WORK ITEM: Please copy each line in the records below that contains the string "recorded".

[RECORD EXTRACTS]

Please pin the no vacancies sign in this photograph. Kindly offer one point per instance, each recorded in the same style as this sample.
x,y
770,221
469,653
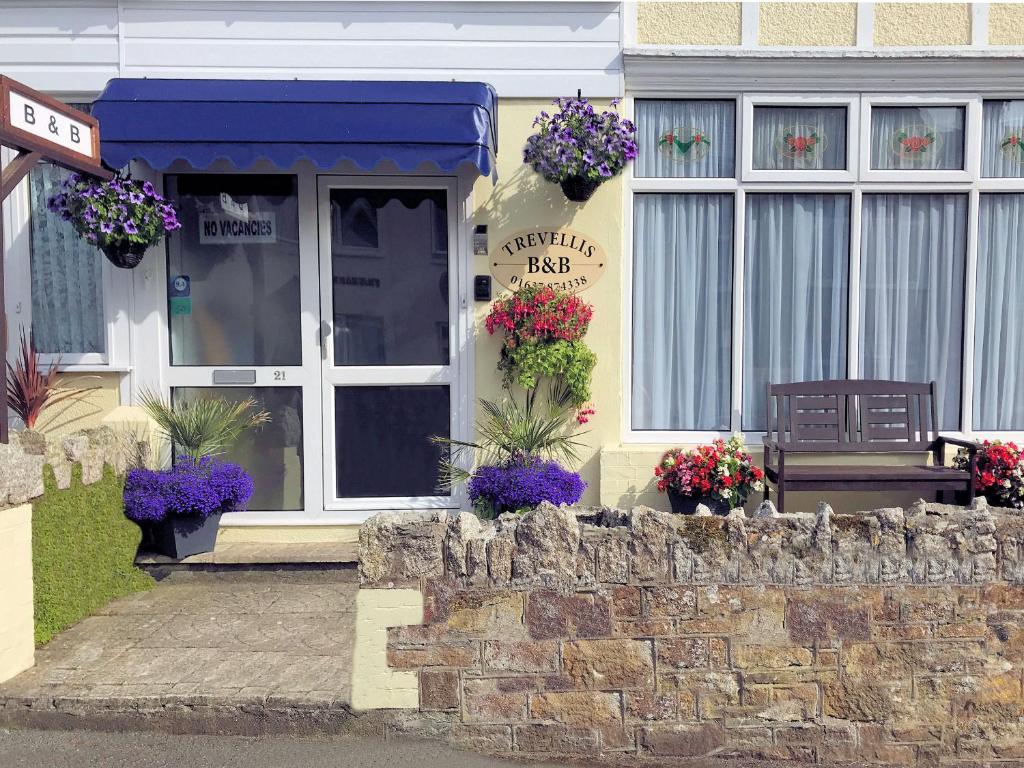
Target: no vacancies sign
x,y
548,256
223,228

[/RECORD EXTRACTS]
[RECORD EXTRACTS]

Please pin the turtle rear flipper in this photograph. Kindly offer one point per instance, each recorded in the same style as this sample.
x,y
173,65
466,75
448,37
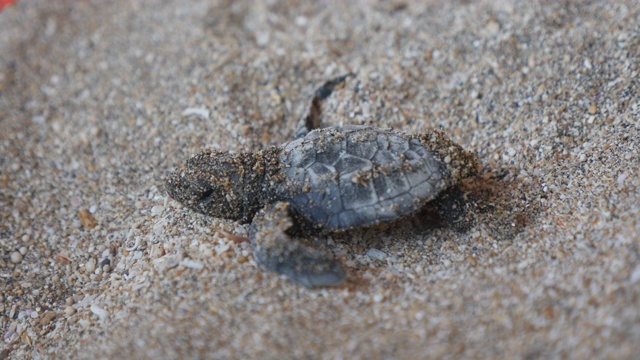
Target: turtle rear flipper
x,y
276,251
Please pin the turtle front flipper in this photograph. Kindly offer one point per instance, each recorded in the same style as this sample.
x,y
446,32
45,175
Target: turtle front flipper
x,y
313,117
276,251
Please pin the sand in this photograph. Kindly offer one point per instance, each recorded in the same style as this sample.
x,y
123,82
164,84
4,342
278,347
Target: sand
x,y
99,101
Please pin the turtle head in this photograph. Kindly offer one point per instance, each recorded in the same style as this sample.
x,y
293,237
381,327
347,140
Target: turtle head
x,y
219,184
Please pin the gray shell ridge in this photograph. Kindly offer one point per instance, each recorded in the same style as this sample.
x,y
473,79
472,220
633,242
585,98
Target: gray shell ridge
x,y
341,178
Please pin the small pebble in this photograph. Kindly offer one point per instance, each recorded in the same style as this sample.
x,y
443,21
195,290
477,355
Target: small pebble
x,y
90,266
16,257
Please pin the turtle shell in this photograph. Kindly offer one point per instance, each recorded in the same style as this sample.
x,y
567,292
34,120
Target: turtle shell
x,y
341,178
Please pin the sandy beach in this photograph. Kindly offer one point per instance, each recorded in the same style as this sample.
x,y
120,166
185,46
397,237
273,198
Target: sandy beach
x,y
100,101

[/RECORD EXTRACTS]

SOLUTION TO THIS TASK:
Please pin the no vacancies sign in this photograph. Kindly offer one point per instance, each recorded in the same style as this sample.
Please pin the turtle rear flipper in this photograph. Kindly offer one point per instance, each recorded in the same style as this sample.
Please pin the turtle front flipper in this photograph. Kindly offer one point per instance, each recorded in the same style as this sample.
Please pin the sand in this photograph. Kindly offer one point per instance, each recorded in the same style as this sample.
Please pin the turtle head in this photograph. Kindly offer one point per instance, each recorded in the same style as this sample.
Please pin the gray shell ridge in this photograph. Kindly offer one point per instance, each recorded in the same style as this sample.
Please pin the small pebble in this photograph. Kindly offer one point per instance, each recorded in the same style as this sample.
Please pin the turtle shell in this photograph. Kindly offer one point per instance, each recorded in the same style as this sample.
Please pin the sandy beach in this photograph. Kindly offer one point per instance, each recorded in the same style as this sample.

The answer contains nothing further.